:: What you have to do ::
Write the next part of the passage about correlated voting among friends, starting right after its last line.

However, we want to determine if the correlations we observe are different from what we would expect due to chance. Standard techniques assume independence of observations, which is not the case here due to the complex interdependencies in the network. To take the network into account, we compare the observed correlation to a randomly-generated value when we keep the network topology fixed but randomly permute the voting behavior of friends and once again measure the correlation. We repeat this procedure 1,000 times to generate a theoretical null distribution for the correlation we would expect due to chance. We obtain confidence intervals for the null distribution by sorting the results and taking the appropriate percentiles (in our case, we are interested in the 95% confidence interval, so we use the 25th and 975th values). These low and high values are displayed in Table 4. The results show that all of the observed correlations are well outside of the 95% confidence intervals of the null distributions. The narrow range of variation in the null distribution also suggests that the behavior of the closest friends is significantly more correlated than average.

Table 4. Correlation.

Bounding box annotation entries
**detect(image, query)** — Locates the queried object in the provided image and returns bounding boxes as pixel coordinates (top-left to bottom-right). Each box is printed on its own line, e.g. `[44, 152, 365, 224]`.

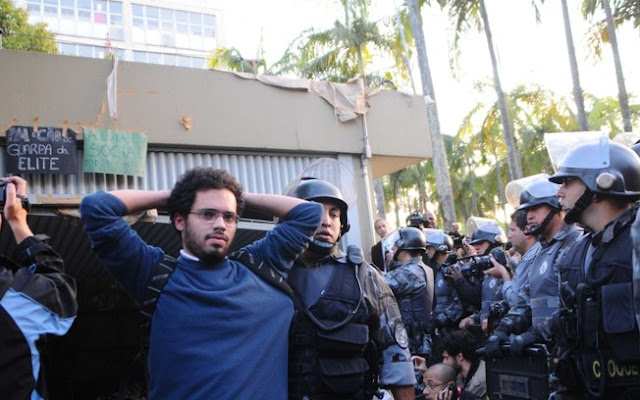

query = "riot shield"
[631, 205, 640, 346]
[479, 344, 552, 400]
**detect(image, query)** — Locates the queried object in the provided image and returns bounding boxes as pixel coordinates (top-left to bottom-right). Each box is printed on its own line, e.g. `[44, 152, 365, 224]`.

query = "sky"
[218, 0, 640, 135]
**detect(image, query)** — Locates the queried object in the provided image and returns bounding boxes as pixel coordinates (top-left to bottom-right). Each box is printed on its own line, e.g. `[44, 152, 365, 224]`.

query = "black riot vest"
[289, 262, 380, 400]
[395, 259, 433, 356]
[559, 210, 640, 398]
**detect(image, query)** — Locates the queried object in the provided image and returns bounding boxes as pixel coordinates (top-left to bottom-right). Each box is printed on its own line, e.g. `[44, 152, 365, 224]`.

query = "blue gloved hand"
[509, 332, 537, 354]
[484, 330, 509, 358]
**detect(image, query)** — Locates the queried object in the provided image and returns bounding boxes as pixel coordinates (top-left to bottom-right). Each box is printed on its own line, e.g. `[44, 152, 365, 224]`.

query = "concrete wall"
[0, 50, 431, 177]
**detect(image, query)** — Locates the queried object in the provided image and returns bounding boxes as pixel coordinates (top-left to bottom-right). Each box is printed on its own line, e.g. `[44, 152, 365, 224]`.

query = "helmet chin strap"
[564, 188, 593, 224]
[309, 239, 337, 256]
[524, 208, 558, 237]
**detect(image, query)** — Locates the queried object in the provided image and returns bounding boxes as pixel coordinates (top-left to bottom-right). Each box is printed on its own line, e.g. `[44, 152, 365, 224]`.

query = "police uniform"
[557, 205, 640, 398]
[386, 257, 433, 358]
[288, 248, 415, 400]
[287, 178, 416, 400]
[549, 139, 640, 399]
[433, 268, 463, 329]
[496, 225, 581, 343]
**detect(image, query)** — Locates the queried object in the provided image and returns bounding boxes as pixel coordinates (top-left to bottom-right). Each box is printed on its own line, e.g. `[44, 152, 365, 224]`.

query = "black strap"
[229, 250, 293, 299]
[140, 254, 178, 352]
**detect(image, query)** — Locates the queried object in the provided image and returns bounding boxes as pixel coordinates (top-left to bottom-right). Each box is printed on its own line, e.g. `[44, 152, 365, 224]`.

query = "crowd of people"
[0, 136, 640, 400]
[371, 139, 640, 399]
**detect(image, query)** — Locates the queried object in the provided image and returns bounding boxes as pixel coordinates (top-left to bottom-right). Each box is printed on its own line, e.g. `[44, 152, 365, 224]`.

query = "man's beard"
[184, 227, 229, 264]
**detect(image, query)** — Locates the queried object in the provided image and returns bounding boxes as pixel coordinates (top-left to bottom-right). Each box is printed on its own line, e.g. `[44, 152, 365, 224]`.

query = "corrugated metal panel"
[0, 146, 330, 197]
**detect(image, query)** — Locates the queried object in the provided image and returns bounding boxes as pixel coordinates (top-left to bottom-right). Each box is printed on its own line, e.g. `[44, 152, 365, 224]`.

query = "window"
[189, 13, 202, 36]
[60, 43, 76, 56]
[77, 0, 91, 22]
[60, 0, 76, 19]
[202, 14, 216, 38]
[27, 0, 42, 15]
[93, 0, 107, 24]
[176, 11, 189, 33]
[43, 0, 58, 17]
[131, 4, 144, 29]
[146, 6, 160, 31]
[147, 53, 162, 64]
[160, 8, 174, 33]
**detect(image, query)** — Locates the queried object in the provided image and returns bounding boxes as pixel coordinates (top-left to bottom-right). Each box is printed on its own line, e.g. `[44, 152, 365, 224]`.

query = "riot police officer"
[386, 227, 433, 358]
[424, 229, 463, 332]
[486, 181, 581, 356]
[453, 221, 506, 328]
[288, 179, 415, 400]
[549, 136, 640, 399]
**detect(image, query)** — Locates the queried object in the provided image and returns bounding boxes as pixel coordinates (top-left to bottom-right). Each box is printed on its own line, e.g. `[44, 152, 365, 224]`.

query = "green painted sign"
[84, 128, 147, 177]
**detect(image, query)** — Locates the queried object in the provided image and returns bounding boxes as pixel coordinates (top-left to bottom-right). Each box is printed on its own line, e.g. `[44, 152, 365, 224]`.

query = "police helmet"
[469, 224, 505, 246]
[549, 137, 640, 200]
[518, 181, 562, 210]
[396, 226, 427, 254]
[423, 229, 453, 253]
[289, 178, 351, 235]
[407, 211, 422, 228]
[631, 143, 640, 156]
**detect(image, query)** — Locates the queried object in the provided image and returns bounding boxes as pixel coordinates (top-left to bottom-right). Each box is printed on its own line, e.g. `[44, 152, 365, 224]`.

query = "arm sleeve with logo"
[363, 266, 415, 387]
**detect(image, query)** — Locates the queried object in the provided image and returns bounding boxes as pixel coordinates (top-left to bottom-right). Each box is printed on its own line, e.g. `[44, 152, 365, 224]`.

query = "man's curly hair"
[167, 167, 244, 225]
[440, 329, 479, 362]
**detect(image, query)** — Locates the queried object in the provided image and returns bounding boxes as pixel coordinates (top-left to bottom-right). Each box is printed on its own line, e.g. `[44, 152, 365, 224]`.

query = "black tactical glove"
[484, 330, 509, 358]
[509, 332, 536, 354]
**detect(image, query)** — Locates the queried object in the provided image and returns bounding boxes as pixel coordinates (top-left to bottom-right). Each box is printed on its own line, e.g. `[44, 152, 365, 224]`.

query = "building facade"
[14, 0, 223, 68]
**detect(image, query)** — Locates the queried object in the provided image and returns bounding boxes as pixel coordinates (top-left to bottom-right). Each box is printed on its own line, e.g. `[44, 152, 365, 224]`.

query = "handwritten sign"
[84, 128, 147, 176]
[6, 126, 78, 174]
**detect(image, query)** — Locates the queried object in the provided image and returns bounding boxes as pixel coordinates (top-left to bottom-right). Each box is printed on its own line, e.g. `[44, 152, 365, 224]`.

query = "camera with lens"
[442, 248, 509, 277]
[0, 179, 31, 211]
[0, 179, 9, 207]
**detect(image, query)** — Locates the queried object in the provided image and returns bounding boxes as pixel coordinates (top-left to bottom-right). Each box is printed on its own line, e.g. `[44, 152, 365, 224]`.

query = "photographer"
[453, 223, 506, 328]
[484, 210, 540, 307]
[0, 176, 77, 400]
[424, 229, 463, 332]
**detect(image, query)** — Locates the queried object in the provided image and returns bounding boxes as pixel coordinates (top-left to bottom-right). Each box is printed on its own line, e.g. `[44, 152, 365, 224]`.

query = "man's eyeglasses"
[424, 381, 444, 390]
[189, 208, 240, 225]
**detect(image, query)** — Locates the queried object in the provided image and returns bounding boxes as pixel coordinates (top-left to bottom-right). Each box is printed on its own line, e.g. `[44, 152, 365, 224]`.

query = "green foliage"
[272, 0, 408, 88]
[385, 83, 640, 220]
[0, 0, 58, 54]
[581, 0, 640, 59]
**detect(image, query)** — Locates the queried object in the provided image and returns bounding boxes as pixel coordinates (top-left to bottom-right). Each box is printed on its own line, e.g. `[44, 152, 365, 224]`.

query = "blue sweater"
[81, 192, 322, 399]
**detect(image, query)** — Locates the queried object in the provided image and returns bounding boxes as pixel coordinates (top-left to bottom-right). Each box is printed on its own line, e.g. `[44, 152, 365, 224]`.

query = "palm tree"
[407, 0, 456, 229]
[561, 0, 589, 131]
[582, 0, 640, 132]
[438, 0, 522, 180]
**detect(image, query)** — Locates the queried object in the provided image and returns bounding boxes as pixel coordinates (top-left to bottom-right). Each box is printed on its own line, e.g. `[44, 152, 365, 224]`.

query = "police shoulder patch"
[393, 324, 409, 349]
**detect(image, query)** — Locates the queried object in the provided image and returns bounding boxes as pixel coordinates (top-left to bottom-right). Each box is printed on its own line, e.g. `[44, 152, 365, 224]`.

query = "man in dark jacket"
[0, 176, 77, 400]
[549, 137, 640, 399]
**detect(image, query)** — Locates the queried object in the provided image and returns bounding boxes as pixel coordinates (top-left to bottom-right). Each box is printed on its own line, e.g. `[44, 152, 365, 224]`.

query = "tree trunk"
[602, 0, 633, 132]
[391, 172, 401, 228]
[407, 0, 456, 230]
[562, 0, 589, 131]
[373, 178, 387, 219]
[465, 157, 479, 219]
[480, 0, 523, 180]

:: Result of the task ::
Decile Correlation n Null low Null high
1 0.156366 6703469 −0.000960 0.000976
2 0.156163 7750717 −0.000905 0.000815
3 0.156499 8253044 −0.000812 0.000840
4 0.156321 8552987 −0.000766 0.000832
5 0.157428 8882969 −0.000750 0.000809
6 0.158828 8847712 −0.000815 0.000793
7 0.161030 9041679 −0.000794 0.000709
8 0.163359 9407243 −0.000736 0.000755
9 0.169258 9356494 −0.000788 0.000762
10 0.190253 9122388 −0.000761 0.000785

The estimated correlation between a user's validated turnout and the validated turnout of her friends by decile of user friend interactions. See Figure 5 for a visualization of this relationship. To compare the observed values to what is possible due to chance, we keep the network topology fixed and then randomly permute the voting behavior of friends. We repeat this procedure 1,000 times and measure the correlation. The simulated correlation values generate a theoretical null distribution for the correlation which we would expect due to chance. The Null low and Null high columns display the 95% confidence interval of this null distribution. Note that the observed correlations exist well outside the null distributions.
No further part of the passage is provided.